BEGIN Material shown

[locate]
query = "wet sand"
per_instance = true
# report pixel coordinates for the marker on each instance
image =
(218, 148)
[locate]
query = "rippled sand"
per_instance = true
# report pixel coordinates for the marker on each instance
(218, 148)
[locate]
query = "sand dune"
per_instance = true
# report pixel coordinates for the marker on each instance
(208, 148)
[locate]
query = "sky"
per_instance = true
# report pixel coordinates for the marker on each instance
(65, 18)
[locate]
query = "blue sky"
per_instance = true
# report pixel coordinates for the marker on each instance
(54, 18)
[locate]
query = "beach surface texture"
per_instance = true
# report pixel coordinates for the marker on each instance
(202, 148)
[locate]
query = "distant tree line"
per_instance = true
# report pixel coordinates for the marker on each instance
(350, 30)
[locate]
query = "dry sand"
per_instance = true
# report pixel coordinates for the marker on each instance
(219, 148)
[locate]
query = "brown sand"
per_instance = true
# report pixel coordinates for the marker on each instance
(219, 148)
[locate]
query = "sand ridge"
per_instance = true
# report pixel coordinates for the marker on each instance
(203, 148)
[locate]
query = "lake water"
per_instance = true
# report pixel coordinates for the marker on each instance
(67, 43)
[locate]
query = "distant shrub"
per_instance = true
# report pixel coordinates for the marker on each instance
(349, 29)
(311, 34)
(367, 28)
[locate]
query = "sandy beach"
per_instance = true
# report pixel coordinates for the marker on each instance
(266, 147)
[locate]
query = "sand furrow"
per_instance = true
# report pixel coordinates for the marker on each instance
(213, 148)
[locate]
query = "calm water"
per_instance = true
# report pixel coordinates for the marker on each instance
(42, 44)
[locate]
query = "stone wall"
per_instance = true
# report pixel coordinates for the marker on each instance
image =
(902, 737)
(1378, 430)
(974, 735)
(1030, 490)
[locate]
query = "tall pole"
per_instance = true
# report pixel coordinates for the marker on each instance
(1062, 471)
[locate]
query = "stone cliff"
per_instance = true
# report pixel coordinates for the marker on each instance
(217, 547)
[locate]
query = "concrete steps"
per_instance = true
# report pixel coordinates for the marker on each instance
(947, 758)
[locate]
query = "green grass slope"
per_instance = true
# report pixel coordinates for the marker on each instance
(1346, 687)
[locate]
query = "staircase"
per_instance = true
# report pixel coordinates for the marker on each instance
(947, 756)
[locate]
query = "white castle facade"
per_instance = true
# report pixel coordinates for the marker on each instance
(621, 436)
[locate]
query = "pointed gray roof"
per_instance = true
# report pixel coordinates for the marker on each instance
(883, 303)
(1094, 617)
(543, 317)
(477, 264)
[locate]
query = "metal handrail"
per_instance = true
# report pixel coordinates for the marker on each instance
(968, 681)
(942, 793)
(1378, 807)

END Material shown

▸ Exercise objective
In the listing above, how many lines hold the string "beach"? Only the number is to be reported.

▸ Task output
2